--- Task objective ---
Every picture should be left out, but the lines below must be repeated exactly.

Photo-based referring expression data
::::

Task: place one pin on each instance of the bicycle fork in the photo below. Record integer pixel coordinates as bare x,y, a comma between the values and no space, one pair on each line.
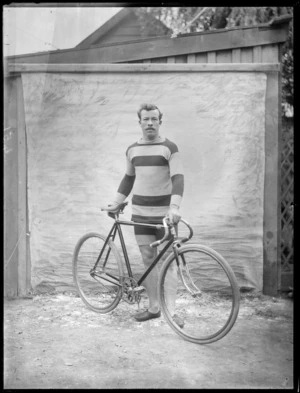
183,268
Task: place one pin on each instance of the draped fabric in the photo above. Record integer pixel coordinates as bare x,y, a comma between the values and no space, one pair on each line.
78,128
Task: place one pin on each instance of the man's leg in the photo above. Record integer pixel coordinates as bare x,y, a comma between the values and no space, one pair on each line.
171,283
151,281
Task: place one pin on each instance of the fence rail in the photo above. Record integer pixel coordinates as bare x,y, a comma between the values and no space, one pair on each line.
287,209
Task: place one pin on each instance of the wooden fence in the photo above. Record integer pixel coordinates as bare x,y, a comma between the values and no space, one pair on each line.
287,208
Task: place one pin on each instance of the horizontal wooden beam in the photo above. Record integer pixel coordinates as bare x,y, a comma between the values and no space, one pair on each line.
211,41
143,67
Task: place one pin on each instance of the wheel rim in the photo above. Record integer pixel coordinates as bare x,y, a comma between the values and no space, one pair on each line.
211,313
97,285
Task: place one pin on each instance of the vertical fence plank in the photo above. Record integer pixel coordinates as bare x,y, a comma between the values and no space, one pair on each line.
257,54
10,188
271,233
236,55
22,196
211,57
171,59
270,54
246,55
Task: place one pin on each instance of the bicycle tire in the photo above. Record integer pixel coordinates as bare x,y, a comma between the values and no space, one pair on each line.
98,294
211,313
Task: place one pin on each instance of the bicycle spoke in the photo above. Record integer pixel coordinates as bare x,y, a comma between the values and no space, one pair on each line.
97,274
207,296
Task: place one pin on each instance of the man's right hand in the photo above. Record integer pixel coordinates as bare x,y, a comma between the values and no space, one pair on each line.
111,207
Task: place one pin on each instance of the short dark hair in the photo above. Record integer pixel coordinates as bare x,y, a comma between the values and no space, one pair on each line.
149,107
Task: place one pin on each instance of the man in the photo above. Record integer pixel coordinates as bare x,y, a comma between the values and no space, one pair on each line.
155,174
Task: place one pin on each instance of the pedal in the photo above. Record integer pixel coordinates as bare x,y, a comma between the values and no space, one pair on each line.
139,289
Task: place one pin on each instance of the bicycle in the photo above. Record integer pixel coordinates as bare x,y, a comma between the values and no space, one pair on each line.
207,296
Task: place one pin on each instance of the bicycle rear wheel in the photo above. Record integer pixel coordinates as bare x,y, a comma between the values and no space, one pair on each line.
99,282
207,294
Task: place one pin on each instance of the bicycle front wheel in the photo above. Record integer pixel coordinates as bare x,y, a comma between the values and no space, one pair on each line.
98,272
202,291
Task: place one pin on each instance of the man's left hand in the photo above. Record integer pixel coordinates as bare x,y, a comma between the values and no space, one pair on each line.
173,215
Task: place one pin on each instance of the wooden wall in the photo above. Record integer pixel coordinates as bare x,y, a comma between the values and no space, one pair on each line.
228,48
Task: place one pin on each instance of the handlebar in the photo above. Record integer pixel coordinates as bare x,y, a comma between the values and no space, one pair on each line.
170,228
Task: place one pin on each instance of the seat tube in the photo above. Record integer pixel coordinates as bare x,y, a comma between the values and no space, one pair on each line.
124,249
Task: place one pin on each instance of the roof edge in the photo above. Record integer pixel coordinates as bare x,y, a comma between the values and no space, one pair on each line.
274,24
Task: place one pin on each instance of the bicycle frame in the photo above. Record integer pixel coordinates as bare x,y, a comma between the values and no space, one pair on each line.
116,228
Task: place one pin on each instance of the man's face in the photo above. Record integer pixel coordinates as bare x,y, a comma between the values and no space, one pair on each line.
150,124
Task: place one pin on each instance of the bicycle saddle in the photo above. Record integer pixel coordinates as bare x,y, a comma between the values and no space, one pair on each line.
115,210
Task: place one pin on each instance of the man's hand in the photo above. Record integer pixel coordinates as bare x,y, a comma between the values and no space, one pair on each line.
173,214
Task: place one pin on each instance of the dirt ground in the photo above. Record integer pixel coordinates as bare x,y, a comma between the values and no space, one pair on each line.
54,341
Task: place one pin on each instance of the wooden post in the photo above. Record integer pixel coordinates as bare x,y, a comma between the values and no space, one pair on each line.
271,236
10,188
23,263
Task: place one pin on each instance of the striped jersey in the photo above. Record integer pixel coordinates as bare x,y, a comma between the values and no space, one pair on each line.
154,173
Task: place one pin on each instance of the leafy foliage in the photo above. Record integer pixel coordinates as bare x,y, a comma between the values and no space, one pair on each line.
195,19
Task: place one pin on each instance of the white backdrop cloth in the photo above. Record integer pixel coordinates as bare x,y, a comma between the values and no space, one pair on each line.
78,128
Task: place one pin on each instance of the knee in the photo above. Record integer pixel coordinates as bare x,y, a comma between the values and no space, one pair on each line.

::::

--- Solution ---
Task: place one pin on each instance of the bicycle fork in the photo below. Record integer pixel coordinates as bare x,y, a comma between the values and no space, one pair on each line.
183,268
Task: place one pin on each instance of the draped fabric in the photo above. Record integer pixel coordinates as bare x,y, a comma between the values and no space, one pair on each line.
78,128
Task: place one pin on each instance of the man's leg in the photo above. Record integer pixel coordinates as bare x,y, a comma between the values and no space, one pair on each line.
171,283
151,281
Task: place one pin on each instance of the fence rail in the photo above. Record integer pixel coordinates as bare x,y, a comma between the values and no space, one pair on each line.
287,209
Task: place one pin on each instance of the wooden fence in the photo above. Record integer pixel coordinates as bare x,y, a comma between the values and no space, one pair on each line.
287,208
Task: place one pin on each instance of the horizontal wooden beam in the photo above. Record integer pixel coordinates as bare x,y, a comma between the values and no space, one pair on each line.
211,41
143,67
Task: place one pin on each instance of the wheel rim in the photo above. Record integer pixel coordinates as bare x,y, a comma between the values and no space, one pair on each line.
211,313
97,285
Task: place one pin on each instance of the vertical fence plank in the photo above. Record integer pixel coordinates as bare x,y, a comma between the values and no space, one pair on each line.
257,54
10,188
271,233
236,55
22,196
211,57
171,59
270,54
246,55
Task: place one pin on each instance of the bicycle tire in the photo above. Record integer pixel coordinates as bare x,y, a comma between the values and no space, one pair on each line.
98,294
211,313
Task: place one pin on each instance of the bicycle spoke in the photo above. Record integer pixel coordinates as bare x,y, a comma between the values and no space, one pair on each line.
97,274
207,296
Task: place one pin on each instance of the man's right hand in the photo above. Record integer pixel coordinates as bare x,y, a comma between the values and no space, one pair on each line.
111,207
Task: place one pin on each instance of the short dark hair in the photo above. Record integer pixel coordinates as bare x,y, a comma between the values and no space, one pair on each line.
149,107
Task: place one pin on each instance of the man in the photo above. Record integer pixel coordinates as bare x,y, a comma between the values and no space, one pair on each line.
155,174
Task: place one pin on each instance of the pedal in the photo above. Record integer pixel coordinates as bare x,y, a comma between the values and no space, one pair on each line.
139,289
Task: place one pin on each instance of the bicycle in the photo above. Record integer pixel coordinates as bare x,y, a comma between the values and no space, one pair on each line.
207,296
Task: place one pin on each instance of the bicycle rear wheel in the photo above. Record integer pixel coordinates as bare x,y, a comma between the values and no space, one pair on each line.
99,282
207,294
Task: place one pin on each instance of the bicycle front wheel in the photo above. Record integer pixel coordinates as bare x,y, a comma between the values and no space, one pair on each line.
98,272
202,291
Task: place one pin on each instance of the man's left hand in the photo above. Record integer pixel coordinates as bare x,y, a comma between the values and no space, one pair on each line.
173,215
Task: place one pin on each instance of the wooden wall in the photo above. Record integer pixel coordinates as bare x,y, a comma between the values and no space, one pair on each line.
228,48
Task: place one pin on each instance of the handlebar in the photo above. Record integer pixel coordinates as bare x,y, a comma between the values and no space, one pair on each line.
170,228
Task: place one pin on each instance of the seat tube in the photo above. Record integer pixel coordinates as bare x,y, a comma between the values and no space, one pair on each line.
124,249
Task: place one pin on each instance of the roof edge in the photo above. Record integer pixel coordinates as bare x,y, a comma between the values and no space, one pair on each line.
274,24
Task: place one pin on each instance of the bicycle frame in the photo above. Record integer pixel coordinates as bare x,y, a comma between the values and no space, one pair on each line.
116,228
Task: place one pin on each instance of the man's face in the photo above. Record integer pixel coordinates as bare x,y, a comma between the values and no space, one pair on each line.
150,124
Task: place one pin on each instance of the bicycle saddle in the photo above. Record integer pixel coordinates as bare x,y, a comma between the values and no space, one pair on each line.
115,210
Task: place one pin on each instance of the man's hand in the photo above. Record integer pixel coordinates as bare x,y, a comma between the values and no space, one pair on each line.
173,214
Task: place one pin on each instance of the dirt ground in the photo above. Record integer pixel coordinates as bare x,y, a comma between the values and no space, one pair on each line.
54,341
Task: place one pin on each instance of the wooden post in the photo above. Record integer pixel coordinates as bare x,y, a comma between the values and no space, one pair on each line.
271,236
10,188
23,263
Task: place one pin on each instance of the striped jersey in the photo above. Record integer pixel coordinates as bare x,y, a comma between the values and no space, one pair on each line.
154,173
Task: place one pin on each instance of the leafy foliage in the photo above. Record integer pixel coordinates as bare x,y, a comma between the values and no space, one pair on each line.
195,19
Task: place one pin on each instance of the white backdrop cloth in the photo above. Record integer pixel coordinates as bare x,y, a comma between the values and no space, one pair on each line.
78,128
Task: place one pin on each instance of the knee in the photo above. Record integer pixel coordinates as bare x,y, a comma between the values and no space, one pair on each line.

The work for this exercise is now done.